#### Work required
In the lines below, change each "rough mask" to "coarse mask" and leave everything else untouched.
Dataset Block Start
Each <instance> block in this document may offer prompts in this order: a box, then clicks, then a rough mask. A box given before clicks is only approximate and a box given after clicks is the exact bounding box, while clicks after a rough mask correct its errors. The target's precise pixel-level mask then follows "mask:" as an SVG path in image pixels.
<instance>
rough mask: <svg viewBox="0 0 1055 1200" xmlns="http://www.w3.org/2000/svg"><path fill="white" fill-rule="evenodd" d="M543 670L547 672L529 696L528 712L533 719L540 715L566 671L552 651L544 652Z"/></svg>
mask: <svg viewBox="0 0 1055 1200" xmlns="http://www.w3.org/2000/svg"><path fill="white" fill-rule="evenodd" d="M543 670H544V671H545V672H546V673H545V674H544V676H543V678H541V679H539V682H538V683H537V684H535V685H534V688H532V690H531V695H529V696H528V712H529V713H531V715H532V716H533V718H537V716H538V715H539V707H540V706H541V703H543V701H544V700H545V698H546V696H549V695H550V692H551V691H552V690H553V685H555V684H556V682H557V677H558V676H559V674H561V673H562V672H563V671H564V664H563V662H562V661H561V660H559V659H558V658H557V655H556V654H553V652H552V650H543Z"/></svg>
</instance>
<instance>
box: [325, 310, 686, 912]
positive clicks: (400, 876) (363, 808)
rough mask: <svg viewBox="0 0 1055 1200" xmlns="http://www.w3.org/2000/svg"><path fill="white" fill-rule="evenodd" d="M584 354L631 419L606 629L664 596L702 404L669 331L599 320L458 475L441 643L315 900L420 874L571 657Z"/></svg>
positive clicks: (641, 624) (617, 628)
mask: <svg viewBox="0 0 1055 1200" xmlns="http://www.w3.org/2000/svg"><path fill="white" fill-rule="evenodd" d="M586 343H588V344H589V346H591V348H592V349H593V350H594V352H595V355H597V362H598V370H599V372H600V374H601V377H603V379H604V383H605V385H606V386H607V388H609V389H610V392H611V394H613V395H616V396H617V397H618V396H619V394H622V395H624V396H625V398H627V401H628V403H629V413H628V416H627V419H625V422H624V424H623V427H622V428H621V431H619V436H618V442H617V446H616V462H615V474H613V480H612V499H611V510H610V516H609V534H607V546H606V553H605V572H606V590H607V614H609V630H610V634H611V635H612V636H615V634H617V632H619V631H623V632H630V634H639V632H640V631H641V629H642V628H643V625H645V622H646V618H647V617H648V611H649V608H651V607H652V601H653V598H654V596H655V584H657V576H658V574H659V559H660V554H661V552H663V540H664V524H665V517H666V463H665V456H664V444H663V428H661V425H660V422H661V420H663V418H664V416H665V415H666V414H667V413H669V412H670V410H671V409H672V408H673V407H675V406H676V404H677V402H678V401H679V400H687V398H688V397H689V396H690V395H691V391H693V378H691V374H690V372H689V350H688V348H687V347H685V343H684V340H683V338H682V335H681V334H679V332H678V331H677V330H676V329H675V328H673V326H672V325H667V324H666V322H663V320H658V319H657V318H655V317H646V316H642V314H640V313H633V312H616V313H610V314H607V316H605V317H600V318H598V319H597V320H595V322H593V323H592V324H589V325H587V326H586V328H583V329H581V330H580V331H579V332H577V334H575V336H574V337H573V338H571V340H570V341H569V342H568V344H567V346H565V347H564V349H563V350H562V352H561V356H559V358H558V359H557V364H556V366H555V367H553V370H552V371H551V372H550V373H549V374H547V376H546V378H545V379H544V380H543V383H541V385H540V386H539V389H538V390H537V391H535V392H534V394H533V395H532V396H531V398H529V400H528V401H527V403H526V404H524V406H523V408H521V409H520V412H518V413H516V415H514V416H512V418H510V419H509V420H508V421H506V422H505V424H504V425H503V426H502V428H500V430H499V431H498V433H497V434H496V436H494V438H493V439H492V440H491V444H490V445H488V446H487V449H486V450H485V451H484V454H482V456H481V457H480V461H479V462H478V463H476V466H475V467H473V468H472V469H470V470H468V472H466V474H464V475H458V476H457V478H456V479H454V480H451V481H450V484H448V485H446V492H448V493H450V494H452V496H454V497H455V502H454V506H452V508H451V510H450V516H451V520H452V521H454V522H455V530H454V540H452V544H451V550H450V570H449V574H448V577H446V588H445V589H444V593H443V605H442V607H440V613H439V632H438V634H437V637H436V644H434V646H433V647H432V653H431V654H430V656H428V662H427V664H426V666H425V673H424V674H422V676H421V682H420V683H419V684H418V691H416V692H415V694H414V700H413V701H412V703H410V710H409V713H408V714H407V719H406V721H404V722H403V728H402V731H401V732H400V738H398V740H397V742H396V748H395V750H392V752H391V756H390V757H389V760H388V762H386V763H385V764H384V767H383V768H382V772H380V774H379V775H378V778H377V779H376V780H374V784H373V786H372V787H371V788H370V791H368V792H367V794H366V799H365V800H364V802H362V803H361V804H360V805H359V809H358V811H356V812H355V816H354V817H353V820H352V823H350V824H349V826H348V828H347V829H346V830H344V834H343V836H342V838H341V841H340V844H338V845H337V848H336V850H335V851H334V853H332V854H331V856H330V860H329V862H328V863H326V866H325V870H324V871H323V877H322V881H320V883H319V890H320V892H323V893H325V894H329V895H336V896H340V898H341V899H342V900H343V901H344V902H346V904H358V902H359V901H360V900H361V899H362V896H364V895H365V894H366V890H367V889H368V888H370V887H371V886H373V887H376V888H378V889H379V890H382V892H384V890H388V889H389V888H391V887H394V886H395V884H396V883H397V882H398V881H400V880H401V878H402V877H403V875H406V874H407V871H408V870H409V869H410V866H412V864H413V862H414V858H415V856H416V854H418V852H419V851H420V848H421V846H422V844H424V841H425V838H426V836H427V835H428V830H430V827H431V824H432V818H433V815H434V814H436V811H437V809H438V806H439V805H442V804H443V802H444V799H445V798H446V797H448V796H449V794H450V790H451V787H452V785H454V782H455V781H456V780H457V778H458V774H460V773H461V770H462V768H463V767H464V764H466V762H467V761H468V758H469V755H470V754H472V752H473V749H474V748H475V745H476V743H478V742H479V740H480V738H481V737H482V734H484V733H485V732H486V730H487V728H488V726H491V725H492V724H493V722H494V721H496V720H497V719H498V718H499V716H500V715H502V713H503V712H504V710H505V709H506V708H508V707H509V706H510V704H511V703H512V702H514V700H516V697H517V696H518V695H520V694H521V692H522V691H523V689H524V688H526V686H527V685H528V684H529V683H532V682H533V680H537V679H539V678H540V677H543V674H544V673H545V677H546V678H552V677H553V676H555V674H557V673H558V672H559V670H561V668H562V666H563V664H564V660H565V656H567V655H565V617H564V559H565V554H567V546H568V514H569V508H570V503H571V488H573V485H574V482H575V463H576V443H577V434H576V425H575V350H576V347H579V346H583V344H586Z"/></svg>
Dataset Block End
#### Reply
Each <instance> block in this document may offer prompts in this order: a box, then clicks, then a coarse mask. A box given before clicks is only approximate and a box given after clicks is the exact bounding box, while clicks after a coarse mask correct its errors. The target's precise pixel-level mask then follows "mask:" as an SVG path in image pixels.
<instance>
coarse mask: <svg viewBox="0 0 1055 1200" xmlns="http://www.w3.org/2000/svg"><path fill="white" fill-rule="evenodd" d="M543 670L547 672L529 696L528 712L533 719L540 715L566 671L552 651L544 652Z"/></svg>
mask: <svg viewBox="0 0 1055 1200" xmlns="http://www.w3.org/2000/svg"><path fill="white" fill-rule="evenodd" d="M543 670H544V671H545V672H546V673H545V674H544V676H543V678H541V679H539V682H538V683H537V684H535V685H534V688H532V690H531V695H529V696H528V712H529V713H531V715H532V716H533V718H537V716H538V715H539V707H540V706H541V703H543V701H544V700H545V698H546V696H549V695H550V692H551V691H552V690H553V685H555V684H556V682H557V677H558V676H559V674H561V673H562V672H563V671H564V664H563V662H562V661H561V660H559V659H558V658H557V655H556V654H553V652H552V650H543Z"/></svg>
</instance>
<instance>
box: [325, 310, 686, 912]
positive clicks: (400, 876) (363, 808)
coarse mask: <svg viewBox="0 0 1055 1200" xmlns="http://www.w3.org/2000/svg"><path fill="white" fill-rule="evenodd" d="M584 354L631 419L606 629L664 596L702 404L669 331L599 320L458 475L441 643L315 900L420 874L571 657Z"/></svg>
positive clicks: (641, 624) (617, 628)
mask: <svg viewBox="0 0 1055 1200" xmlns="http://www.w3.org/2000/svg"><path fill="white" fill-rule="evenodd" d="M586 343H588V344H589V346H591V348H592V349H593V350H594V352H595V355H597V362H598V370H599V372H600V374H601V377H603V379H604V383H605V385H606V386H607V388H609V389H610V392H611V394H613V395H616V396H617V397H618V396H619V394H622V395H624V396H625V398H627V401H628V403H629V413H628V416H627V419H625V422H624V424H623V427H622V428H621V431H619V436H618V442H617V446H616V462H615V474H613V480H612V499H611V510H610V516H609V534H607V546H606V553H605V572H606V590H607V614H609V630H610V634H611V635H612V636H615V634H617V632H619V631H623V632H630V634H639V632H640V631H641V629H642V628H643V625H645V622H646V618H647V617H648V611H649V608H651V607H652V601H653V598H654V596H655V584H657V576H658V574H659V559H660V554H661V552H663V540H664V524H665V517H666V463H665V456H664V444H663V428H661V425H660V422H661V420H663V418H664V416H665V415H666V414H667V413H669V412H670V410H671V409H672V408H673V407H675V406H676V404H677V402H678V401H679V400H687V398H688V397H689V396H690V395H691V391H693V378H691V374H690V372H689V350H688V348H687V347H685V343H684V340H683V338H682V335H681V334H679V332H678V331H677V330H676V329H675V328H673V326H672V325H667V324H666V322H663V320H658V319H657V318H655V317H646V316H642V314H640V313H633V312H616V313H610V314H607V316H605V317H600V318H598V319H597V320H595V322H593V323H592V324H589V325H587V326H586V328H583V329H581V330H580V331H579V332H577V334H575V336H574V337H573V338H571V340H570V341H569V342H568V344H567V346H565V347H564V349H563V350H562V352H561V356H559V358H558V359H557V364H556V366H555V367H553V370H552V371H551V372H550V373H549V374H547V376H546V378H545V379H544V380H543V383H541V385H540V386H539V389H538V390H537V391H535V392H534V394H533V395H532V396H531V398H529V400H528V401H527V403H526V404H524V406H523V408H521V409H520V412H518V413H516V415H514V416H512V418H510V419H509V420H508V421H506V422H505V424H504V425H503V426H502V428H500V430H499V431H498V433H497V434H496V436H494V438H493V439H492V440H491V444H490V445H488V446H487V449H486V450H485V451H484V454H482V456H481V457H480V461H479V462H478V463H476V466H475V467H473V468H472V469H470V470H468V472H466V474H464V475H458V476H457V478H456V479H454V480H451V481H450V484H448V485H446V492H448V493H450V494H452V496H454V497H455V502H454V506H452V508H451V510H450V516H451V520H452V521H454V522H455V530H454V540H452V544H451V550H450V570H449V574H448V577H446V588H445V589H444V593H443V605H442V607H440V613H439V632H438V634H437V637H436V644H434V646H433V647H432V653H431V654H430V656H428V662H427V664H426V666H425V673H424V674H422V676H421V682H420V683H419V684H418V691H416V692H415V694H414V700H413V701H412V703H410V710H409V713H408V714H407V719H406V721H404V722H403V728H402V731H401V732H400V738H398V740H397V742H396V748H395V750H392V752H391V756H390V757H389V760H388V762H386V763H385V764H384V767H383V768H382V772H380V774H379V775H378V778H377V779H376V780H374V784H373V786H372V787H371V788H370V791H368V792H367V794H366V799H365V800H364V802H362V803H361V804H360V805H359V809H358V811H356V812H355V816H354V817H353V820H352V823H350V824H349V826H348V828H347V829H346V830H344V834H343V836H342V838H341V841H340V844H338V845H337V848H336V850H335V851H334V853H332V854H331V856H330V860H329V862H328V863H326V866H325V870H324V871H323V877H322V881H320V883H319V890H320V892H323V893H325V894H329V895H336V896H340V898H341V899H342V900H343V901H344V902H346V904H358V902H359V901H360V900H361V899H362V896H364V895H365V894H366V890H367V889H368V888H370V887H371V886H373V887H376V888H378V889H379V890H382V892H384V890H388V889H389V888H391V887H394V886H395V884H396V883H397V882H398V881H400V880H401V878H402V877H403V875H406V874H407V871H408V870H409V869H410V866H412V864H413V862H414V858H415V856H416V854H418V852H419V851H420V848H421V846H422V844H424V841H425V838H426V836H427V835H428V830H430V827H431V824H432V818H433V815H434V814H436V811H437V809H438V806H439V805H442V804H443V802H444V799H445V798H446V797H448V796H449V794H450V790H451V787H452V785H454V782H455V781H456V780H457V778H458V774H460V773H461V770H462V768H463V767H464V764H466V762H467V761H468V758H469V755H470V754H472V752H473V749H474V748H475V745H476V743H478V742H479V740H480V738H481V737H482V734H484V733H485V732H486V730H487V728H488V726H491V725H492V724H493V722H494V721H496V720H497V719H498V718H499V716H500V715H502V713H503V712H504V710H505V709H506V708H508V707H509V706H510V704H511V703H512V702H514V700H516V697H517V696H518V695H520V694H521V692H522V691H523V689H524V688H526V686H527V685H528V684H529V683H532V682H533V680H537V679H539V678H540V677H543V674H544V673H545V677H546V678H552V677H553V676H555V674H557V673H558V672H559V670H561V668H562V666H563V664H564V660H565V656H567V655H565V617H564V559H565V554H567V546H568V514H569V508H570V503H571V488H573V485H574V482H575V463H576V443H577V434H576V425H575V350H576V347H579V346H583V344H586Z"/></svg>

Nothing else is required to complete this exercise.